WHAT NEEDS TO BE DONE - Quote, word for word, the stretch of the Haroldhurst Farm article from "One of my favorite" through "booked my ticket.".

## start SOURCE DOCUMENT

5 min read
Gravel crunches under my feet as I step through the split-rail fence’s wooden gate, flung open as an invitation for visitors to come on in. Beneath the late-afternoon sun, an acre of garden beds arranged in a grid stretches before me. A smile spreads across my face as a pair of pugs comes romping past the fruit tree orchard, scampers across stepping stones lined with trimmed evergreens, and leaps onto a white-framed love seat on the central bosque shaded by Donald Wyman crabapple trees.
I learn this canine duo unofficially (but definitely officially) rules Haroldhurst Farm, an 187-acre property nestled within New York’s bucolic Columbia County. Matthew Malin and Andrew Goetz, founders of skincare brand Malin+Goetz, bought the former dairy farm in 2020 and named it after their fawn pug, Harold, and English garden Sissinghurst. Hidden behind hedgerows and that split-rail fence is Piet’s Garden, the namesake of black pug Piet, whose own moniker honors landscape architect Piet Oudolf. But wait, the landscape reverence continues: Malin and Goetz looked to Mount Vernon’s historic kitchen garden to inspire their own, and planting began in 2024.
Grace Haynes Wall
The Super Chicken Garden within Piet’s Garden at Haroldhurst Farm.
I’m visiting Haroldhurst Farm as part of Trade Secrets, the annual garden and antiques event benefiting Project SAGE, a nonprofit domestic violence agency serving Northwest Connecticut and its surrounding communities in New York and Massachusetts. The weekend hosts garden tours on Saturday along with a rare plants and antiques sale on Sunday. (You’ve probably seen the headlines about Martha Stewart considering this weekend as important as her Christmas party and Easter egg hunt.) The event started in 2001 with Bunny Williams, an overabundance of seedlings in her greenhouse, and an idea to sell them—alongside antiques—and donate the profits to a local women’s shelter. Over 25 years later, the event has expanded from Williams’s front lawn with a few hundred people to Lime Rock Park with a few thousand and is Project SAGE’s largest fundraiser.
One of my favorite projects at VERANDA is producing our annual World’s Most Beautiful Gardens awards, which are judged by Williams and Institute of Classical Architecture & Art president Peter Lyden. Their commentary over the past four years has been like a master class in garden design, and I told them as much at our most recent discussion this past winter. If I really wanted to experience and understand what makes a phenomenal garden, Williams said, I needed to come to Trade Secrets in May. So, I booked my ticket.
Anne Day
Bunny Williams (center) at the 2026 Trade Secrets rare plants and garden antiques sale.

## end SOURCE DOCUMENT
## start DATASET EXTRACT

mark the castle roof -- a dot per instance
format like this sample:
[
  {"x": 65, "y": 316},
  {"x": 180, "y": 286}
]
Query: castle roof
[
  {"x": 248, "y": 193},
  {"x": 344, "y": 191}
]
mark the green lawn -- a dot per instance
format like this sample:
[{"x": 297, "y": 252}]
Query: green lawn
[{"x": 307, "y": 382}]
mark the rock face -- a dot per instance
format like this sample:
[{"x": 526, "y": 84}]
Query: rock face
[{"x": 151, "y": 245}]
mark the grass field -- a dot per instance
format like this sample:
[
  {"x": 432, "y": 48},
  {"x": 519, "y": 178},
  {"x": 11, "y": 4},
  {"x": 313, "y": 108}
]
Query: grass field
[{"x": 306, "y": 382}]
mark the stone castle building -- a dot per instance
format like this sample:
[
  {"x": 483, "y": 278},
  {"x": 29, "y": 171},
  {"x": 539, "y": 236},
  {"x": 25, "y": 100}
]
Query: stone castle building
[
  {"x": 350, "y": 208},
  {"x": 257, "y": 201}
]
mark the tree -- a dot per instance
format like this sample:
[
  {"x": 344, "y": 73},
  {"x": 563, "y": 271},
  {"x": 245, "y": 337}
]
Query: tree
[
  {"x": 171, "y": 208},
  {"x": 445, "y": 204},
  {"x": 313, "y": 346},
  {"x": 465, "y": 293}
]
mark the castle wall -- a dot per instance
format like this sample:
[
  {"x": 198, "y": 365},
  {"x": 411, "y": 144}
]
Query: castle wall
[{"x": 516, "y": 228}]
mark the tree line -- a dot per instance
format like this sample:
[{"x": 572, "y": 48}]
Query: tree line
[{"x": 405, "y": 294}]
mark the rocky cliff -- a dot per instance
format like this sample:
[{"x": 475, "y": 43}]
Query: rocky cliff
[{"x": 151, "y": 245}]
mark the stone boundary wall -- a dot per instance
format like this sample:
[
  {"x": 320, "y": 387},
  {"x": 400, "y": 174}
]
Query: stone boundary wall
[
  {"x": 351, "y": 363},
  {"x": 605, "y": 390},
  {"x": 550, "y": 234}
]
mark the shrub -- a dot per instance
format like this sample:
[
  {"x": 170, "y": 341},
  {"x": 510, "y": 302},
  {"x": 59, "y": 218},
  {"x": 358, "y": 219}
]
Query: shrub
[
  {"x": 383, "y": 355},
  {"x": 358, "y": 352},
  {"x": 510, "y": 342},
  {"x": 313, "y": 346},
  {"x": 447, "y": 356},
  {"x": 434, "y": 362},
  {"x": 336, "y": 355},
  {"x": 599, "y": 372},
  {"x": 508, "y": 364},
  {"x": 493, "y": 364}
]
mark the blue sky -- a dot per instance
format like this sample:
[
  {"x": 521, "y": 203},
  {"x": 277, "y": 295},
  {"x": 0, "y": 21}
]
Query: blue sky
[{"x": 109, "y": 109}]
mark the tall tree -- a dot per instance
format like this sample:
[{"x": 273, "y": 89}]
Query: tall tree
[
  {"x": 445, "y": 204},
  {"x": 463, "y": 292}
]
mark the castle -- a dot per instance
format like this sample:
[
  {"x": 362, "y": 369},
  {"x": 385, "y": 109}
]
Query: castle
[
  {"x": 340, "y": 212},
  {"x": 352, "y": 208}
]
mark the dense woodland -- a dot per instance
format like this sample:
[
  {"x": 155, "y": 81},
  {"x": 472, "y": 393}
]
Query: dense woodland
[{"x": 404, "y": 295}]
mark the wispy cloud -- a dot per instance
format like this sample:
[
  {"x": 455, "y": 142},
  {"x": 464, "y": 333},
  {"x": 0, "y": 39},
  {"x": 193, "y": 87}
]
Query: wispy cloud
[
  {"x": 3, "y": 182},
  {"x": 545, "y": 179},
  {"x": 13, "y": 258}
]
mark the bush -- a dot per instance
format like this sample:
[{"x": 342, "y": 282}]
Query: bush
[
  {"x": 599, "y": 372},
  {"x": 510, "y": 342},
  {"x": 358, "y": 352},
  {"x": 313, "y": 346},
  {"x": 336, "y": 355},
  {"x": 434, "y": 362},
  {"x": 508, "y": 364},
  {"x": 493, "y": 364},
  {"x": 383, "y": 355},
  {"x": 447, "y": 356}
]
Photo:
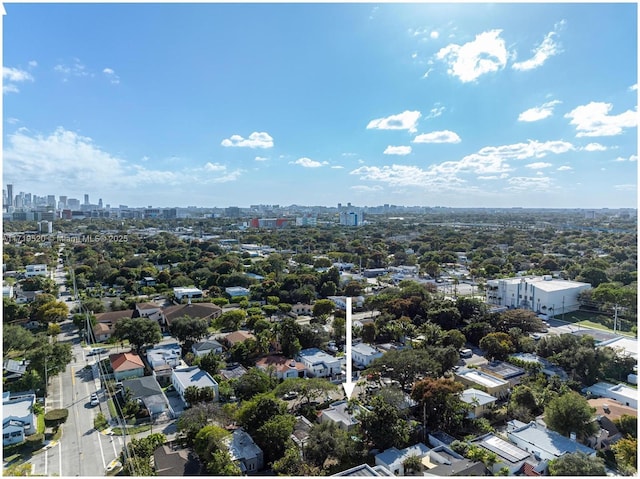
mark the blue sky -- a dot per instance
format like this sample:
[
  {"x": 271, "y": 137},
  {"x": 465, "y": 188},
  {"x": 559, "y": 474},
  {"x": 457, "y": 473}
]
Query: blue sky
[{"x": 462, "y": 105}]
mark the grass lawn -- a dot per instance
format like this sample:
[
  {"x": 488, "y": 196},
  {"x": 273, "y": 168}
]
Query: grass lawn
[
  {"x": 131, "y": 430},
  {"x": 40, "y": 426},
  {"x": 598, "y": 321}
]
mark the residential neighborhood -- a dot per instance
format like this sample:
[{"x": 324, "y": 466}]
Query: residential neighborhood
[{"x": 455, "y": 371}]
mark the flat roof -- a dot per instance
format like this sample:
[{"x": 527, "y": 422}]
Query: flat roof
[
  {"x": 504, "y": 449},
  {"x": 194, "y": 376},
  {"x": 482, "y": 378}
]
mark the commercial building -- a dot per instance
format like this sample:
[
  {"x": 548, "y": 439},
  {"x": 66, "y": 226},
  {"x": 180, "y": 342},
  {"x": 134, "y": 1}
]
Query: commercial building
[
  {"x": 494, "y": 386},
  {"x": 542, "y": 294},
  {"x": 182, "y": 378},
  {"x": 319, "y": 363},
  {"x": 18, "y": 418}
]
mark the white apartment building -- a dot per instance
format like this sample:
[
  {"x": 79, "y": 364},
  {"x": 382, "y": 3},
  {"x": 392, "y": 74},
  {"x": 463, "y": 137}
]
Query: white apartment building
[
  {"x": 36, "y": 270},
  {"x": 541, "y": 294},
  {"x": 363, "y": 354},
  {"x": 319, "y": 363}
]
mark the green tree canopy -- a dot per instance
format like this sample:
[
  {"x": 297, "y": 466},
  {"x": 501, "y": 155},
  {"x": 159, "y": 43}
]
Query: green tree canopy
[
  {"x": 570, "y": 412},
  {"x": 577, "y": 464},
  {"x": 189, "y": 330},
  {"x": 382, "y": 426},
  {"x": 141, "y": 332}
]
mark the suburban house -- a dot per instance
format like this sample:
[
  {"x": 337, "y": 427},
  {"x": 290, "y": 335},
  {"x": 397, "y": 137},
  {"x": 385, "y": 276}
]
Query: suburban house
[
  {"x": 546, "y": 368},
  {"x": 126, "y": 365},
  {"x": 508, "y": 455},
  {"x": 150, "y": 393},
  {"x": 36, "y": 270},
  {"x": 207, "y": 311},
  {"x": 607, "y": 411},
  {"x": 238, "y": 337},
  {"x": 300, "y": 308},
  {"x": 543, "y": 443},
  {"x": 393, "y": 459},
  {"x": 443, "y": 461},
  {"x": 282, "y": 367},
  {"x": 473, "y": 378},
  {"x": 190, "y": 293},
  {"x": 364, "y": 470},
  {"x": 341, "y": 301},
  {"x": 479, "y": 402},
  {"x": 620, "y": 392},
  {"x": 106, "y": 323},
  {"x": 202, "y": 348},
  {"x": 164, "y": 354},
  {"x": 363, "y": 354},
  {"x": 245, "y": 452},
  {"x": 182, "y": 378},
  {"x": 233, "y": 371},
  {"x": 319, "y": 363},
  {"x": 18, "y": 419},
  {"x": 14, "y": 369},
  {"x": 541, "y": 294},
  {"x": 502, "y": 370},
  {"x": 235, "y": 291},
  {"x": 300, "y": 432},
  {"x": 341, "y": 414},
  {"x": 176, "y": 461}
]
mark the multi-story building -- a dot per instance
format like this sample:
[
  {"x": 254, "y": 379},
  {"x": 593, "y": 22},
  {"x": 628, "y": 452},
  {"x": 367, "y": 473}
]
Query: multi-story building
[{"x": 542, "y": 294}]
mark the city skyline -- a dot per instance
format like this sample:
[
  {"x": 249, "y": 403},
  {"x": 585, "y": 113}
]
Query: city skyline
[{"x": 476, "y": 105}]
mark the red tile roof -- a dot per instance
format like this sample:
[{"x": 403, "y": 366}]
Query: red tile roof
[{"x": 125, "y": 361}]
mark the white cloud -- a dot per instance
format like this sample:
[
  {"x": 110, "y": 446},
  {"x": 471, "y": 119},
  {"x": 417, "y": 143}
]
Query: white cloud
[
  {"x": 11, "y": 76},
  {"x": 403, "y": 121},
  {"x": 538, "y": 165},
  {"x": 115, "y": 79},
  {"x": 488, "y": 163},
  {"x": 366, "y": 189},
  {"x": 522, "y": 183},
  {"x": 522, "y": 151},
  {"x": 76, "y": 69},
  {"x": 214, "y": 167},
  {"x": 65, "y": 158},
  {"x": 435, "y": 112},
  {"x": 397, "y": 150},
  {"x": 309, "y": 163},
  {"x": 622, "y": 159},
  {"x": 594, "y": 120},
  {"x": 444, "y": 136},
  {"x": 594, "y": 147},
  {"x": 539, "y": 112},
  {"x": 541, "y": 54},
  {"x": 255, "y": 140},
  {"x": 486, "y": 54}
]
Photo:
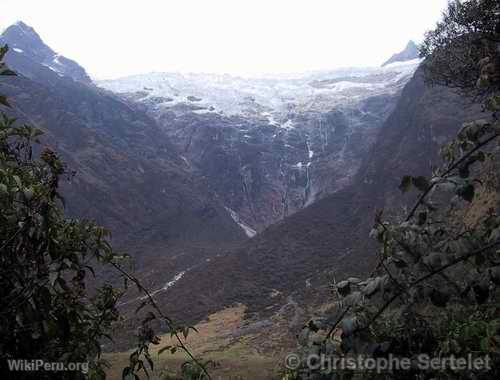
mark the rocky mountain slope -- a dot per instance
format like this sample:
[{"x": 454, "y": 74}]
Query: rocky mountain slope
[
  {"x": 296, "y": 258},
  {"x": 129, "y": 177},
  {"x": 271, "y": 146},
  {"x": 408, "y": 53}
]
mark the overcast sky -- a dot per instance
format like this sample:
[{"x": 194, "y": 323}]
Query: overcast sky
[{"x": 112, "y": 38}]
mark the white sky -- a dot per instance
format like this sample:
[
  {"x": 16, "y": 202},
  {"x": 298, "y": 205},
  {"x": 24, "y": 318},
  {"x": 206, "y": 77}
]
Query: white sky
[{"x": 112, "y": 38}]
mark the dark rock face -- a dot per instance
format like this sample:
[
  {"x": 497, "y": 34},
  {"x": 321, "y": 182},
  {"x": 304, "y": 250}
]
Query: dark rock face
[
  {"x": 330, "y": 237},
  {"x": 129, "y": 176},
  {"x": 22, "y": 39},
  {"x": 270, "y": 154},
  {"x": 410, "y": 52}
]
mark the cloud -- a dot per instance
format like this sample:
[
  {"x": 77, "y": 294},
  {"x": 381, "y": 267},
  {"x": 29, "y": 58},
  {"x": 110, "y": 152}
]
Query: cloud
[{"x": 114, "y": 38}]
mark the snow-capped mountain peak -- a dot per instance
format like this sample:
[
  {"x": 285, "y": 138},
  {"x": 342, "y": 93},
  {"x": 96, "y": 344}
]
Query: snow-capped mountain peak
[{"x": 23, "y": 39}]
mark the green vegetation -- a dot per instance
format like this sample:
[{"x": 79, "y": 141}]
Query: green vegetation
[
  {"x": 435, "y": 288},
  {"x": 50, "y": 311}
]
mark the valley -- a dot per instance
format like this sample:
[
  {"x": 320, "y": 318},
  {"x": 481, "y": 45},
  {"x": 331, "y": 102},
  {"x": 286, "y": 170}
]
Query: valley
[{"x": 247, "y": 206}]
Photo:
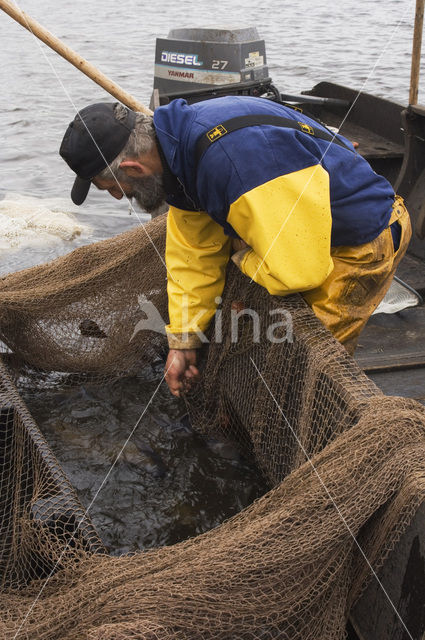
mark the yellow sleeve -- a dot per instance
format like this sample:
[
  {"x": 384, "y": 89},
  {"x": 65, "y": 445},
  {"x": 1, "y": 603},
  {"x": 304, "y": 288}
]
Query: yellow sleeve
[
  {"x": 197, "y": 252},
  {"x": 287, "y": 223}
]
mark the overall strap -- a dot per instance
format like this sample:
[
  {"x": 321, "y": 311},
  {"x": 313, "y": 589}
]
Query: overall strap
[{"x": 205, "y": 140}]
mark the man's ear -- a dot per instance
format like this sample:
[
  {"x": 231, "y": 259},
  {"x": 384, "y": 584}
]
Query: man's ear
[{"x": 132, "y": 168}]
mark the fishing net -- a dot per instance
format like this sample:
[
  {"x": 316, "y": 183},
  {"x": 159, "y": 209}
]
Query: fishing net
[{"x": 345, "y": 464}]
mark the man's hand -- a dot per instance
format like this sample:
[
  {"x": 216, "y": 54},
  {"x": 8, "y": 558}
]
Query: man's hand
[{"x": 180, "y": 370}]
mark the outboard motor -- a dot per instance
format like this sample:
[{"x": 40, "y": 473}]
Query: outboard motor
[{"x": 199, "y": 63}]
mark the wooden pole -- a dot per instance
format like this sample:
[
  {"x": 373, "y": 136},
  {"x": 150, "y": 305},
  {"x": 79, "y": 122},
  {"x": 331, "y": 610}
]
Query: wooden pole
[
  {"x": 66, "y": 52},
  {"x": 416, "y": 52}
]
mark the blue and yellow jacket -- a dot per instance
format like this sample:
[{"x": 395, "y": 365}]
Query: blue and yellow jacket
[{"x": 288, "y": 195}]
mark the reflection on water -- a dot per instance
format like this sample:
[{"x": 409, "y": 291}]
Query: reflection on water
[{"x": 168, "y": 483}]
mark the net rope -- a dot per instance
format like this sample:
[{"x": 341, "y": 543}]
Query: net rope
[{"x": 344, "y": 463}]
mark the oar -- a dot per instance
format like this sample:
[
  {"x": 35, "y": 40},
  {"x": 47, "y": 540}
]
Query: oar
[
  {"x": 416, "y": 52},
  {"x": 66, "y": 52}
]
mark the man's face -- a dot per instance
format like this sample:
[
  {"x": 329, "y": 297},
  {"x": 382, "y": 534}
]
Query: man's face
[{"x": 148, "y": 191}]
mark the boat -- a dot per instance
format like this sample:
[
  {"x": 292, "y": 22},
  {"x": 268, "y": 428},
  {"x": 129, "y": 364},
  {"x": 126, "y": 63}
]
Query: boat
[{"x": 392, "y": 138}]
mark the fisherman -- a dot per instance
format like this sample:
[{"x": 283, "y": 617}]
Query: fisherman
[{"x": 296, "y": 209}]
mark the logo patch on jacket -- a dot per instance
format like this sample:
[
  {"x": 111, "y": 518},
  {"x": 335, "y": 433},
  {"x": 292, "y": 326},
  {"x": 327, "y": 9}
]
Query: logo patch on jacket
[{"x": 215, "y": 133}]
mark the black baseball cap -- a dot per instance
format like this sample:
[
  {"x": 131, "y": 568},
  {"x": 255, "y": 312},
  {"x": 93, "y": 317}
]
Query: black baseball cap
[{"x": 92, "y": 141}]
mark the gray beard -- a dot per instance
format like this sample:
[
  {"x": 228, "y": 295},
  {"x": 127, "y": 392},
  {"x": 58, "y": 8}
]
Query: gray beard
[{"x": 148, "y": 192}]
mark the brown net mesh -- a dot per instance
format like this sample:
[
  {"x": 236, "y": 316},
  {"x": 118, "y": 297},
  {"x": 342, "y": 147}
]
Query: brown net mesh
[{"x": 345, "y": 464}]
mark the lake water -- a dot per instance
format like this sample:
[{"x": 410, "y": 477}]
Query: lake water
[{"x": 174, "y": 483}]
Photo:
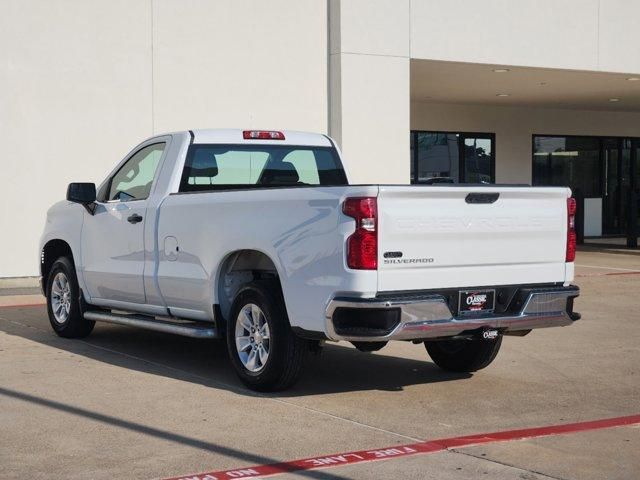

## end DATASET EXTRACT

EXERCISE SOLUTION -
One of my favorite projects at VERANDA is producing our annual World’s Most Beautiful Gardens awards, which are judged by Williams and Institute of Classical Architecture & Art president Peter Lyden. Their commentary over the past four years has been like a master class in garden design, and I told them as much at our most recent discussion this past winter. If I really wanted to experience and understand what makes a phenomenal garden, Williams said, I needed to come to Trade Secrets in May. So, I booked my ticket.